**Texte à lire**.
========================================================================

Le beaujolais à son nouveau, les primeurs ont leur Bordeaux et les patates, elles, sont nouvelles. Quoi de plus banal qu’une patate, même qu’au pensionnat nous chantions patates-fayots pour nous moquer de leur grande inventivité culinaire.
Pendant longtemps ce sont les grosses patates, les Bintje, qui trustaient une grosse part du marché, pour les frites, la purée et la soupe. Et puis, le « génie » des obtenteurs et des gars de la GD, pour se faire du blé, nous ont mis sous le nez des patates avec de jolis noms : la Charlotte, l’Agata, la Mona Lisa, la Belle de Fontenay, la Pompadour… Sur la lancée, certaines se sont colorées : la Roseval, la Vitelotte… d’autres ont été sauvées telle la Ratte du Touquet… Bref, l’offre de patate s’est étoffée, bien lavées, traitées, les prix ont aussi grimpés.
Lorsque je trimais au 78 rue de Varenne, la patate primeur c’était, une année sur deux, un cauchemar breton, because surproduction et la patate déversée dans la rue ça ne fait pas de la purée mais de la glue. Le sieur Gourvennec, grosse légume de Saint Pol de Léon, empereur du cochon, banquier agricole, armateur de brittanies Ferry, chaussait ses habits de meneur, en souvenir de sa jeunesse où avec son pote Léon, il cassait de la sous-préfecture. Fallait raquer pour avoir la paix.

========================================================================

**Données fournies**.
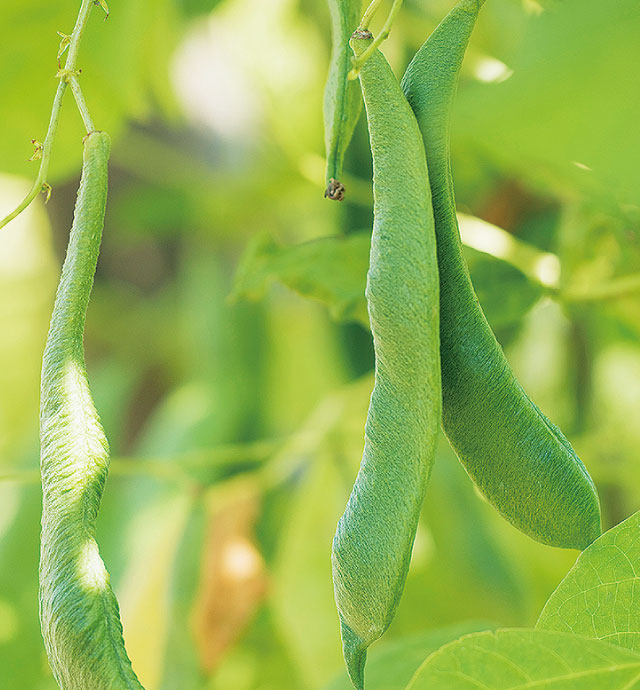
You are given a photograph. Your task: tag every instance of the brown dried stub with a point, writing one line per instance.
(335, 190)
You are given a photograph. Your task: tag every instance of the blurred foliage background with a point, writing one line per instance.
(227, 340)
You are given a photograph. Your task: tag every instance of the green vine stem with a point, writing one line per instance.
(383, 35)
(67, 76)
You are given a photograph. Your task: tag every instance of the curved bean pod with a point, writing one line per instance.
(520, 461)
(342, 99)
(374, 538)
(78, 610)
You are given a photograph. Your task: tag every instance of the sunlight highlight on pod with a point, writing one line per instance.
(490, 70)
(91, 571)
(241, 560)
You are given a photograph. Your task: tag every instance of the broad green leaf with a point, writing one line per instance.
(331, 270)
(329, 448)
(505, 293)
(123, 60)
(181, 668)
(519, 659)
(598, 596)
(391, 665)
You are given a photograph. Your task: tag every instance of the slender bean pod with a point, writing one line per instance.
(342, 99)
(78, 610)
(373, 542)
(519, 460)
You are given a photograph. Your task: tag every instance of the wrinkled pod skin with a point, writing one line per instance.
(373, 542)
(78, 610)
(342, 98)
(519, 460)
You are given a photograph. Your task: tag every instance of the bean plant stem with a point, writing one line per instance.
(66, 75)
(74, 84)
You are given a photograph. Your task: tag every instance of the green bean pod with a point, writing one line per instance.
(78, 610)
(342, 99)
(519, 460)
(373, 542)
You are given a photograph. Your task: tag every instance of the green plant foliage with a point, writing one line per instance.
(562, 109)
(597, 598)
(521, 462)
(120, 77)
(392, 664)
(518, 659)
(333, 271)
(342, 98)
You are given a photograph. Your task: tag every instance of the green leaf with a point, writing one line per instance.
(598, 596)
(567, 116)
(518, 659)
(331, 270)
(505, 293)
(390, 665)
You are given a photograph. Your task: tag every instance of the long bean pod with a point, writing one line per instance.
(373, 543)
(521, 462)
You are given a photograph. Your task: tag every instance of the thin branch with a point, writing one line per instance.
(66, 74)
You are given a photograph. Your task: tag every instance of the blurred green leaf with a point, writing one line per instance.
(598, 596)
(510, 659)
(124, 66)
(181, 665)
(567, 117)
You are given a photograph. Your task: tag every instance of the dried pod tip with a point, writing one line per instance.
(335, 190)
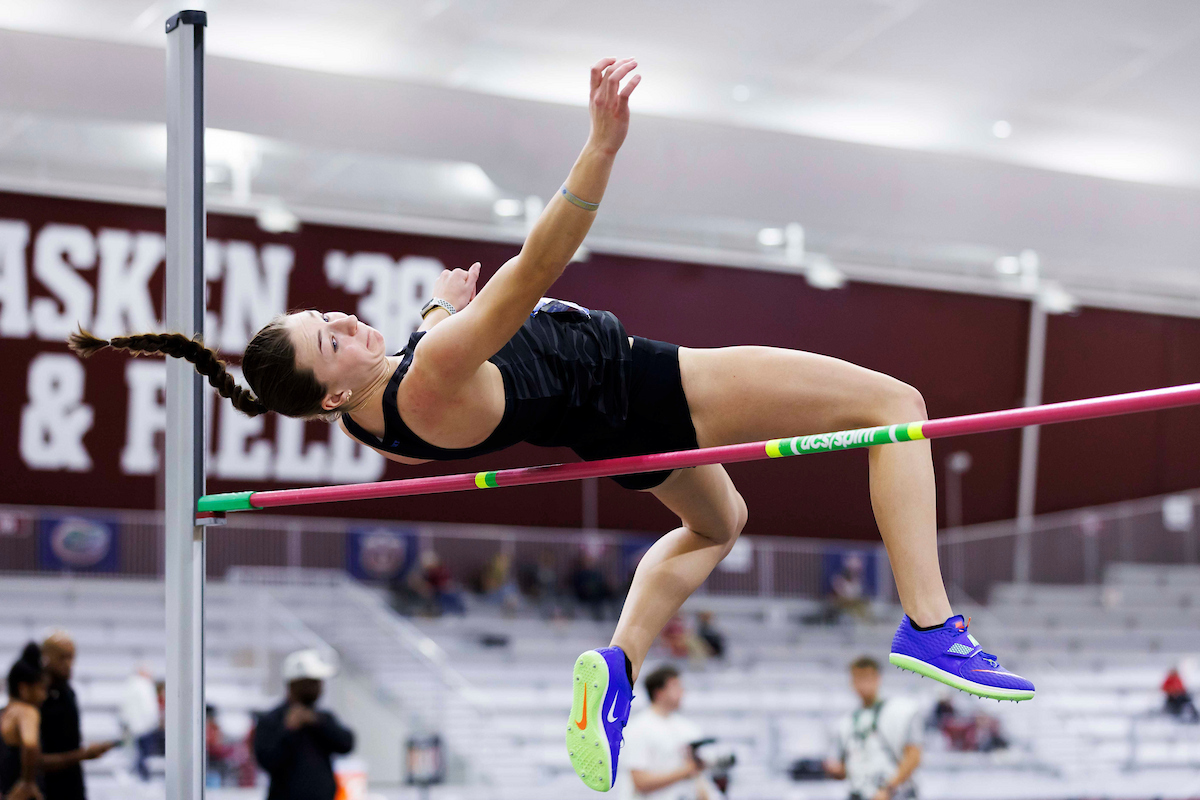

========================================================================

**Votre objectif**. D'après le texte sur les patates, quelles patates ont longtemps occupé une grosse part du marché ? Les entrées n'interviennent pas dans ce travail.

**Exercice corrigé**. Les Bintje, de grosses patates.